El mes de noviembre inicia con dos momentos cristianos solemnes: las celebraciones de Todos los Santos y la conmemoración de Todos los Fieles Difuntos: ver a los que están más allá del presente. Acá brilla la esencia de la fe cristiana, aquella en la resurrección. En el lenguaje bíblico se trata de la “anásthasis” (o “ponerse de pie”) contrario a la posición horizontal del fallecido. Resurrección —del latín “resurgere”— o resurgir, toca el significado de la vuelta a la vida. Como bien lo decía Tertuliano (160–220 d. C.): “Somos cristianos porque creemos en la resurrección”.
La vuelta a la vida y el señorío de Cristo serán los nuestros, por el bautismo y por una vida, que imite la del primer resucitado, el mismo Señor Jesús. Y es aquí donde se evidencia la realidad del “creer”: en el vivir según lo que se espera, lo que se aprecia incluso más que la vida presente, el futuro diferente y pleno que viene luego de la vida actual.

****

- [TAREAS OBLIGATORIAS]
**A)** En el texto sobre la fe en la resurrección, ¿qué significa la palabra bíblica “anásthasis”?
**B)** Continúa el texto sobre la fe en la resurrección a partir de su última oración.

****

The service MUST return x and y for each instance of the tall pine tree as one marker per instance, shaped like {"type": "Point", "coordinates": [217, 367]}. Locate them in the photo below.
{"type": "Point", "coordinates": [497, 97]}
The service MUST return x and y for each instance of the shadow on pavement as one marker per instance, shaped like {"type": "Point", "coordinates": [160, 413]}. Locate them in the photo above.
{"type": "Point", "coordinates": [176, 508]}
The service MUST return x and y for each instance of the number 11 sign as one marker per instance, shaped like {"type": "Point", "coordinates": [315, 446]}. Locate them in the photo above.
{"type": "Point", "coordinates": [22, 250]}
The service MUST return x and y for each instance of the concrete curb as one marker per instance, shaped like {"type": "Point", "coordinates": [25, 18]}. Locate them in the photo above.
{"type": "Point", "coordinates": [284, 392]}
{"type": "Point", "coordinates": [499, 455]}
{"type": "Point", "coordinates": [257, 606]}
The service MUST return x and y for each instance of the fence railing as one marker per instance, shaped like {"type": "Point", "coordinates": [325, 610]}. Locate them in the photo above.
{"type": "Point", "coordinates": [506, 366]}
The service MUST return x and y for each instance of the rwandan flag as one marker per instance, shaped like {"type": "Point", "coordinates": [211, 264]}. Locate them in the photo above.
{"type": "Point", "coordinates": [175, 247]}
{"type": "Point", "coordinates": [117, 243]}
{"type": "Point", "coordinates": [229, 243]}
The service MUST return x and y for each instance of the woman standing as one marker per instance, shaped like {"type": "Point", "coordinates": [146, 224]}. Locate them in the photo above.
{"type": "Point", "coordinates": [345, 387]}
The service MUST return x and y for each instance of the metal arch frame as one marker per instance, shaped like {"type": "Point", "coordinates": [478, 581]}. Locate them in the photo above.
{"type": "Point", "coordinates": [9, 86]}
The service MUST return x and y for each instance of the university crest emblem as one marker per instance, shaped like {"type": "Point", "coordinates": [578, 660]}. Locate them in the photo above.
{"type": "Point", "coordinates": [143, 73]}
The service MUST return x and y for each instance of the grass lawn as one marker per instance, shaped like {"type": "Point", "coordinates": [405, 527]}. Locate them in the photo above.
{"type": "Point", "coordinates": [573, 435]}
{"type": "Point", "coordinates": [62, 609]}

****

- [SECCIÓN DE RESPUESTAS]
**A)** Significa “ponerse de pie”.

**B)**
En la Buena Noticia de mañana, los saduceos, no creyentes en la resurrección y muy dados a vivir, como dice una propaganda “la vida es ahora”, proponen a Jesús un famoso dilema que ya existía en la tradición rabínica saducea, es imposible que la mujer de todos los muertos, si hubiera resurrección, sea legalmente de alguno, por el vínculo matrimonial en vida. Aquellos saduceos encarnan muy bien la mentalidad actual que vive “etsi Deus non daretur” “como si Dios no existiera”, y con ello, como si resucitar fuera una mentira, una quimera. Richard Dowkins (1964) biólogo evolutivo y profeso ateo, autor de la frase: “Puede ser que Dios no exista. Por lo tanto, deje el miedo y comienza a vivir tu vida”, secundado por otros como Javier Alonso López (1967), autor de «La resurrección. De hombre a Dios», afirman que, si no la prueba la ciencia, la resurrección no se da y que es como un pensamiento consolatorio que llena el vacío que deja la sensación de la muerte.
La discusión en torno al tema viene desde el inicio de la fe cristiana como “duda de si Cristo resucitó” y sobre “cómo será esa vida llamada plena, luego de esta en la que algunos la pasan muy bien”. Es que la ciencia, que no reconoce sus propios límites incluso en su campo de investigación, afirma lo que no comprende, la resurrección de Cristo y de los cristianos es “real pero más allá de la historia comprobable” puesto que tiempo y espacio no valen ya para los resucitados, como incluso afirman su valor relativo las nuevas aplicaciones de medición del espacio exterior. El tema existencial sin embargo no varía, el que profesa la Fe en la resurrección, no tiene una simple nostalgia, sino una certeza que le llevaría a vivir según lo que cree y espera.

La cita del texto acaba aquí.